> _Dataset_
.....
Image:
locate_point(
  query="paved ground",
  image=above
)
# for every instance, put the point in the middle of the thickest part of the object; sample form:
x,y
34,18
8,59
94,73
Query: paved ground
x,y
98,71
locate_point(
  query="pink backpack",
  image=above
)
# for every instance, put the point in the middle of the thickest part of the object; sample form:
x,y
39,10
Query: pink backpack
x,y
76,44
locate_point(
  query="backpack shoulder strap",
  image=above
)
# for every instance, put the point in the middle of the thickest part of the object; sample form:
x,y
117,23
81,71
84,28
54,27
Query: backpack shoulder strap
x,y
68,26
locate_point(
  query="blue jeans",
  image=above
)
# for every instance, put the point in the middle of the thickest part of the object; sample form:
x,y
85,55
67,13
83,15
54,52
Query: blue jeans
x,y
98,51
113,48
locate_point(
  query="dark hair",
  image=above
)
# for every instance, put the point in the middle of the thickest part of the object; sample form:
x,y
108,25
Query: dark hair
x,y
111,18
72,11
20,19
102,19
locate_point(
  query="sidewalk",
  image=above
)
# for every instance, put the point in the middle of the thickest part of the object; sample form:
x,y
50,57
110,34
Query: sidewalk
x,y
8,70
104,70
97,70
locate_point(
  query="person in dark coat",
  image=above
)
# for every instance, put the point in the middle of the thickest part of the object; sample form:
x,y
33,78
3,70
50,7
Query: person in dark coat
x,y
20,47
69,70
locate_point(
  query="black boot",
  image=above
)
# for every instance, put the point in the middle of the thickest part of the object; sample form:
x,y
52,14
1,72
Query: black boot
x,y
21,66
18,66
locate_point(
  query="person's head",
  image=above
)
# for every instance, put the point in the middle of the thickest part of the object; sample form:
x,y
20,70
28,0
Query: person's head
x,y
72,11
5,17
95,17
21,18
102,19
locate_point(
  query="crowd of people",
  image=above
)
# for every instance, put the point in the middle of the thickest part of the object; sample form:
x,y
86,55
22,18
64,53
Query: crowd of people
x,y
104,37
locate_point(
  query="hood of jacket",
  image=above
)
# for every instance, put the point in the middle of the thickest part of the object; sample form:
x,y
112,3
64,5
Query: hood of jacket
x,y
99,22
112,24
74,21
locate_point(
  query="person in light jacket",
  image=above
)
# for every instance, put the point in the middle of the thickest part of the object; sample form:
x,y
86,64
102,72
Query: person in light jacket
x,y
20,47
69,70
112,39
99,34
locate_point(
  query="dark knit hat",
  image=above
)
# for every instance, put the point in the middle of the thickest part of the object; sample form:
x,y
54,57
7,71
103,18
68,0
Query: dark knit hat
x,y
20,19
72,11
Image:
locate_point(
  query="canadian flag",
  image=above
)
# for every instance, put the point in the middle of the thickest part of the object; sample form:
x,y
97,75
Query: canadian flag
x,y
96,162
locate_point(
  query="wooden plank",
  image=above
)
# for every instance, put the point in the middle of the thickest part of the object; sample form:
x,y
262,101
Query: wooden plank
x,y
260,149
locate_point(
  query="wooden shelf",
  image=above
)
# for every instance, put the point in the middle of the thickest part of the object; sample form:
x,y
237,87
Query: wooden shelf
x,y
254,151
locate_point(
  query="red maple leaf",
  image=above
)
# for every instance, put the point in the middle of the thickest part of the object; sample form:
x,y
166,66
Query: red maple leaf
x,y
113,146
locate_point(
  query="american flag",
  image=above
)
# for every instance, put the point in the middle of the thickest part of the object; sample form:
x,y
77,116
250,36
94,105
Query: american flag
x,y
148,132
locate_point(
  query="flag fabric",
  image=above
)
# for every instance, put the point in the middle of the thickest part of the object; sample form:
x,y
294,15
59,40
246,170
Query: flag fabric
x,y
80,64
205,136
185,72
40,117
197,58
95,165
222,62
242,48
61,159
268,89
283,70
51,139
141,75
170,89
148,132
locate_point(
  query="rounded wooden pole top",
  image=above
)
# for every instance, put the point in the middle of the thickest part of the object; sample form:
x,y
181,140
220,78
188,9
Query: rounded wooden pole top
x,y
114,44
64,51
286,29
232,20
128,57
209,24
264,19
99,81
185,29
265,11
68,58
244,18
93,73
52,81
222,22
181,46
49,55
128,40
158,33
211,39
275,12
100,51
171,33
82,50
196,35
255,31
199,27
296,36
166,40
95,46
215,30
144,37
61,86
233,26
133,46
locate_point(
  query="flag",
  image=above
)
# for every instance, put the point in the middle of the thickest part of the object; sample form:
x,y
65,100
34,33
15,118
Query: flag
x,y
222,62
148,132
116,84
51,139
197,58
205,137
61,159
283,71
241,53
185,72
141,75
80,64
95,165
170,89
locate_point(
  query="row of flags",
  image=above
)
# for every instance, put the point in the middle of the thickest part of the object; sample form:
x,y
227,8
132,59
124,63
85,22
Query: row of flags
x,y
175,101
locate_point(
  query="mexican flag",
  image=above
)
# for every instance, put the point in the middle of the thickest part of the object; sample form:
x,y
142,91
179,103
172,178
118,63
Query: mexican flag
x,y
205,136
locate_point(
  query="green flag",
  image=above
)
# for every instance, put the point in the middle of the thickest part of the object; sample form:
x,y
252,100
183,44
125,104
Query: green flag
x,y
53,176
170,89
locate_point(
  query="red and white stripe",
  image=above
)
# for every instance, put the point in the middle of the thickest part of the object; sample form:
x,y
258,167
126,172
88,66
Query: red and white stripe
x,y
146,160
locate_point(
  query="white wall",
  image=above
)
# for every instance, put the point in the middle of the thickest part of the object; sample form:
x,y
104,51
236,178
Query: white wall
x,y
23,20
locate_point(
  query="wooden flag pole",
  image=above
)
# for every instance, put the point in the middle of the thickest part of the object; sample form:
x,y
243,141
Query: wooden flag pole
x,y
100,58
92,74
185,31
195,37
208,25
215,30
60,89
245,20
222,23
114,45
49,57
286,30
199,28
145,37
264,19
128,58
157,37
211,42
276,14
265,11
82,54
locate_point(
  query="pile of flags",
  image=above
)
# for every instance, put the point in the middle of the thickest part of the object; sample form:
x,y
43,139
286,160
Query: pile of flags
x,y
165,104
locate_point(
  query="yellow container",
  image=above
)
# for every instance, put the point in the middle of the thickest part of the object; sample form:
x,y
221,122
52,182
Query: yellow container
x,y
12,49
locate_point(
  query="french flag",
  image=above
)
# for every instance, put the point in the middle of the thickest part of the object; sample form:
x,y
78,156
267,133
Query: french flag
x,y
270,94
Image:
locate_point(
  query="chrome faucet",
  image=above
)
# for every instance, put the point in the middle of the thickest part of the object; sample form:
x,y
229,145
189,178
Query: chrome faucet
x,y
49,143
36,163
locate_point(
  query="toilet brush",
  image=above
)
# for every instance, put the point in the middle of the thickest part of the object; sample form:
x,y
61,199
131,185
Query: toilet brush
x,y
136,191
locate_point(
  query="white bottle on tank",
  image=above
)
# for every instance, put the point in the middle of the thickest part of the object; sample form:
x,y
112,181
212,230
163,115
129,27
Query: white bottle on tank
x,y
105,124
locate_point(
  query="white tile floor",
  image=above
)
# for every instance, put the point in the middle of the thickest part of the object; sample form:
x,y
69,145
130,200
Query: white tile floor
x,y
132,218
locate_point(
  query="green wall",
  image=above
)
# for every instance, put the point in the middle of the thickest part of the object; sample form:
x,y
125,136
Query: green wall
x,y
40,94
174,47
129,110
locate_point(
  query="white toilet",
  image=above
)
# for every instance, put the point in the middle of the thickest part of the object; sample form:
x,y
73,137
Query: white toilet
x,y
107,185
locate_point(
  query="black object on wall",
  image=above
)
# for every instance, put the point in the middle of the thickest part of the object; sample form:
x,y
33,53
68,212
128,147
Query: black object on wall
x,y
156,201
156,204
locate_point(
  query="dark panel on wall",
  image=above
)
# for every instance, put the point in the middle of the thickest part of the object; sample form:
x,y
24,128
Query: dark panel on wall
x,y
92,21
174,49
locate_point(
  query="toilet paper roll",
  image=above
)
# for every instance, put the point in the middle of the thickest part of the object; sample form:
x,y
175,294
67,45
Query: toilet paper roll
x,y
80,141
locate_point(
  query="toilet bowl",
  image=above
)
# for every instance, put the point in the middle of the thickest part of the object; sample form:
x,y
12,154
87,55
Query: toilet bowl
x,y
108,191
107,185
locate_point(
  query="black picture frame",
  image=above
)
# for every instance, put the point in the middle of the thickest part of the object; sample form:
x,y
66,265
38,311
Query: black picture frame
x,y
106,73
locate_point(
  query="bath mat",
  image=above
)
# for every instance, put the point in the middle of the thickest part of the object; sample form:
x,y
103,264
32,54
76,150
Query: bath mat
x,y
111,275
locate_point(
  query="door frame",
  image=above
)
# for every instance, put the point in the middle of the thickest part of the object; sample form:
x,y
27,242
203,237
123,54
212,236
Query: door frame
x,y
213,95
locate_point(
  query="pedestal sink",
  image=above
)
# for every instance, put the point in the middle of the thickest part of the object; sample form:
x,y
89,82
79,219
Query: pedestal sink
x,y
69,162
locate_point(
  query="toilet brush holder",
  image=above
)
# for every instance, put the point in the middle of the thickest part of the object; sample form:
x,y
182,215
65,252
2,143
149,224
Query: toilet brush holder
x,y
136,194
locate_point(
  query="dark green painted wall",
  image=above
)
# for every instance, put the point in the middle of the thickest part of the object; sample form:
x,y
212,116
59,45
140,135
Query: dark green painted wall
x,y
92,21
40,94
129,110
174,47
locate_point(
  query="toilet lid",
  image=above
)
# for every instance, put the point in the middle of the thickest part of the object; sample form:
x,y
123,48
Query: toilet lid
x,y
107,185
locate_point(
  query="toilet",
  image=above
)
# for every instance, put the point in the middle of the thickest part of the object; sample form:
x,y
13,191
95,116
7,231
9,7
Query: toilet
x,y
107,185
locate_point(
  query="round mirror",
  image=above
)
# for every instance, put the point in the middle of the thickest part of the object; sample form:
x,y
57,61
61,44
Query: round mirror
.....
> _Your task_
For each line of the data that has the word "mirror", report that line.

> _Finished exercise_
  query="round mirror",
Query: round mirror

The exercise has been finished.